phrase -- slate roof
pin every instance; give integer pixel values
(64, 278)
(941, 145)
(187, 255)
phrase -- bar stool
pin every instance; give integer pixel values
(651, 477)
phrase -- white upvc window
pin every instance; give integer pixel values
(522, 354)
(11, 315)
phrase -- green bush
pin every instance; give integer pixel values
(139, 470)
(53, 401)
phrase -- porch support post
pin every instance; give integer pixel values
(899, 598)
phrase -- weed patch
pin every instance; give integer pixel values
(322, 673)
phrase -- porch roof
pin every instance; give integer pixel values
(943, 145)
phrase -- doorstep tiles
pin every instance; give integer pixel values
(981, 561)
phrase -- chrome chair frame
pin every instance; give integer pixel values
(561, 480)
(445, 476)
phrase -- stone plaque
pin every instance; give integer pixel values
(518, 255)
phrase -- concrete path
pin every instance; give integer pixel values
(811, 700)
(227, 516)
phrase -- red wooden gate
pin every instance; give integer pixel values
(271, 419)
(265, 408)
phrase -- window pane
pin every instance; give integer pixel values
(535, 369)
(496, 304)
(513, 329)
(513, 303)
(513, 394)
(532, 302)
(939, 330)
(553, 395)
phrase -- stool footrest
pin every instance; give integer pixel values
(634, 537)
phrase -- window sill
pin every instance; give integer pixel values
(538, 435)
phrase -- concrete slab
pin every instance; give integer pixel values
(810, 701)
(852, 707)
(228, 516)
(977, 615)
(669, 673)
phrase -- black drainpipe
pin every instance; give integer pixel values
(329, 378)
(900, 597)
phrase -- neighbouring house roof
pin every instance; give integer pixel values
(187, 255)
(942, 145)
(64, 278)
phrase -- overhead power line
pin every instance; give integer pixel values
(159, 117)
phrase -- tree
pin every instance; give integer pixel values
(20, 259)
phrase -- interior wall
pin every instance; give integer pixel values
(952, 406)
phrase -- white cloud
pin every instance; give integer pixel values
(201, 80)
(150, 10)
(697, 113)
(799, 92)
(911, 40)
-- -- --
▸ **What is expected**: Repeat the material above in full. Match it exactly.

▸ **Task output**:
phrase -- slate roof
pin every instance; give integer pixel values
(64, 278)
(941, 145)
(187, 255)
phrase -- bar stool
pin every instance; give integer pixel values
(651, 477)
phrase -- white upvc window
pin every instance; give integer pixel values
(522, 354)
(11, 315)
phrase -- green bush
pin every instance; give integer pixel values
(139, 470)
(53, 401)
phrase -- porch support post
pin every instance; give integer pixel values
(899, 598)
phrase -- weed patch
pin every instance; give integer pixel values
(322, 673)
phrase -- porch roof
pin every instance; give integer pixel values
(943, 145)
phrase -- doorstep tiles
pin every instance; give integer pixel values
(981, 561)
phrase -- chrome chair frame
pin every instance; give integer pixel values
(561, 480)
(445, 476)
phrase -- stone plaque
pin every instance; give integer pixel values
(518, 255)
phrase -- concrete path
pin every instance; give integer pixel values
(811, 700)
(227, 516)
phrase -- red wooden gate
pin every instance; give integer pixel values
(271, 419)
(265, 408)
phrase -- window pane
pin every instance; give integer pixel values
(535, 369)
(496, 304)
(513, 329)
(513, 303)
(513, 394)
(532, 302)
(939, 330)
(553, 395)
phrase -- stool footrest
pin every instance; give integer pixel values
(634, 537)
phrase -- window sill
pin every instance; give integer pixel values
(538, 435)
phrase -- concrete slab
pin every instance; give integer pixel values
(810, 701)
(852, 707)
(228, 516)
(977, 615)
(669, 673)
phrase -- black drainpipe
pin every instance; give integer pixel values
(329, 378)
(900, 597)
phrase -- neighbouring house roof
pin every instance; give integer pixel values
(187, 255)
(942, 145)
(64, 278)
phrase -- overhead power line
pin every instance; give integer pixel values
(159, 117)
phrase -- tree
pin every instance; give integer pixel values
(20, 259)
phrase -- interior wall
pin every instance; give integer pixel values
(952, 406)
phrase -- white cloud
pin every instance; give integer pixel values
(201, 80)
(150, 10)
(697, 113)
(799, 92)
(911, 40)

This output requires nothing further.